[[ Recorded data open ]]

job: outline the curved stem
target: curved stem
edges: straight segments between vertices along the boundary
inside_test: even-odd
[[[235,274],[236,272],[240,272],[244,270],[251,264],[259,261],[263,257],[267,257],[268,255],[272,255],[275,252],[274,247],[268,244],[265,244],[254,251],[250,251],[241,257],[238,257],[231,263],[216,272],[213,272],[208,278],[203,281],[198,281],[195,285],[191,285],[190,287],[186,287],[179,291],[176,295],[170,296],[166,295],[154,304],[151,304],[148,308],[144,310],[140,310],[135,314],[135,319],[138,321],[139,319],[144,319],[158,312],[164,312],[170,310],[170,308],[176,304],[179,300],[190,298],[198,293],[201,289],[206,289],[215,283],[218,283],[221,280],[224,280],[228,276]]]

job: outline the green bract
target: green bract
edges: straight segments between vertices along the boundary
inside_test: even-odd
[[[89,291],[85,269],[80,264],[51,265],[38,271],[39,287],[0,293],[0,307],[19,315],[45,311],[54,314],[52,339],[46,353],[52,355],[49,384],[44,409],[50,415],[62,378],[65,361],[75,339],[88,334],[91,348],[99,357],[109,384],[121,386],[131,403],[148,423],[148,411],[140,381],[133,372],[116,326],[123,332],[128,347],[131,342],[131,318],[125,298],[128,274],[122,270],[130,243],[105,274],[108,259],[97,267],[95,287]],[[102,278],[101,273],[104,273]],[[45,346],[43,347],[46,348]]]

[[ Recorded data closed ]]

Assigned task: Look through the listing above and copy each line with the word "curved" in it.

The completed task:
job: outline the curved stem
target: curved stem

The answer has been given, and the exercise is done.